TASK DATA -
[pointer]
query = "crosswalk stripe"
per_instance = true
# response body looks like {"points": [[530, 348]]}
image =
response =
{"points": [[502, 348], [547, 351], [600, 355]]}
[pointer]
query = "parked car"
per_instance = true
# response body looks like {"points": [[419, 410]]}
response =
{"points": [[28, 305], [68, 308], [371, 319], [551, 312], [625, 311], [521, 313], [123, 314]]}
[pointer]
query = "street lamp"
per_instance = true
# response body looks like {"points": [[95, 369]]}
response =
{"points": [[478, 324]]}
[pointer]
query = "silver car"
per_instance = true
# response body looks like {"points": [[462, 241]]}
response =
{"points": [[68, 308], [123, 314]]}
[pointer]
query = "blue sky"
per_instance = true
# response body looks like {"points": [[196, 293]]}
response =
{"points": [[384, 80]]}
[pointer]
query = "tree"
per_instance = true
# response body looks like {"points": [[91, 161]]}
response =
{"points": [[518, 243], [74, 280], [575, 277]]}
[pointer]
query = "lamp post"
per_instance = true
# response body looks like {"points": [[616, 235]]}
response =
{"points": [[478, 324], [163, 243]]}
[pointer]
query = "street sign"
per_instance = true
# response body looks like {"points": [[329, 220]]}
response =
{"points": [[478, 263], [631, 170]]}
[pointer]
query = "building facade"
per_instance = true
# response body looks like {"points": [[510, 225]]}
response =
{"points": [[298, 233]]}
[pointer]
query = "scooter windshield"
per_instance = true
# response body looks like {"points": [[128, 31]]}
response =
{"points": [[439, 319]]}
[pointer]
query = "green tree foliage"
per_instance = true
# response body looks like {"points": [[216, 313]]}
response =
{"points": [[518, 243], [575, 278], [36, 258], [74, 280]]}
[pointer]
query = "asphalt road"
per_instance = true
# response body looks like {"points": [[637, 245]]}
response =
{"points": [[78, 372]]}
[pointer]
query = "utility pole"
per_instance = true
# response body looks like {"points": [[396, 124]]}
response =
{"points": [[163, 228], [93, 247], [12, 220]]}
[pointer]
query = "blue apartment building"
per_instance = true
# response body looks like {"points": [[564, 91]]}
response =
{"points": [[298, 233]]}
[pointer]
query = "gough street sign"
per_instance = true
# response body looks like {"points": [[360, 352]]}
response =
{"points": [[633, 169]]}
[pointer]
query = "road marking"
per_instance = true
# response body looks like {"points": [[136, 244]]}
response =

WRITTEN TASK -
Reproduce the listing shown above in its entirety, exactly.

EXERCISE ANSWER -
[pointer]
query = "crosswalk stripe"
per_instance = true
# response body looks like {"points": [[530, 348]]}
image =
response =
{"points": [[502, 348], [547, 351], [600, 355]]}
[pointer]
query = "parked car"
per_instance = true
# response body looks like {"points": [[419, 410]]}
response =
{"points": [[28, 305], [68, 308], [371, 319], [551, 312], [625, 311], [521, 313], [123, 314]]}
[pointer]
query = "street lamp"
per_instance = true
# response body looks like {"points": [[95, 369]]}
response =
{"points": [[478, 324]]}
[pointer]
query = "silver car"
per_instance = true
# response body looks like {"points": [[462, 241]]}
response =
{"points": [[68, 308], [123, 314]]}
[pointer]
query = "blue sky"
per_instance = true
# response body looks like {"points": [[196, 293]]}
response =
{"points": [[384, 80]]}
[pointer]
query = "tree"
per_instance = true
# response body looks like {"points": [[91, 161]]}
response =
{"points": [[518, 243], [74, 280], [575, 277]]}
[pointer]
query = "lamp post"
per_instance = true
# response body looks like {"points": [[616, 235]]}
response =
{"points": [[478, 324], [163, 243]]}
[pointer]
query = "street sign"
per_instance = true
# response body looks like {"points": [[329, 220]]}
response =
{"points": [[478, 263], [631, 170]]}
[pointer]
query = "building facade"
per_instance = true
# response body looks like {"points": [[510, 225]]}
response =
{"points": [[298, 233]]}
[pointer]
query = "scooter windshield"
per_instance = true
# response body looks like {"points": [[128, 31]]}
response =
{"points": [[439, 319]]}
[pointer]
query = "green tree foliage"
per_instance = true
# response body looks like {"points": [[216, 313]]}
response =
{"points": [[518, 243], [575, 278], [36, 258], [74, 280]]}
[pointer]
query = "asphalt road"
per_instance = true
# response body looks like {"points": [[637, 245]]}
response =
{"points": [[78, 372]]}
[pointer]
query = "utility pole"
per_instance = true
# response body looks like {"points": [[396, 124]]}
response =
{"points": [[163, 228], [93, 247], [12, 220]]}
[pointer]
query = "blue apartment building"
per_instance = true
# response body looks like {"points": [[564, 91]]}
response =
{"points": [[298, 233]]}
[pointer]
query = "gough street sign"
per_instance = true
# response body looks like {"points": [[360, 352]]}
response =
{"points": [[633, 169]]}
[pointer]
query = "road marking"
per_instance = true
# response body looks like {"points": [[136, 244]]}
response =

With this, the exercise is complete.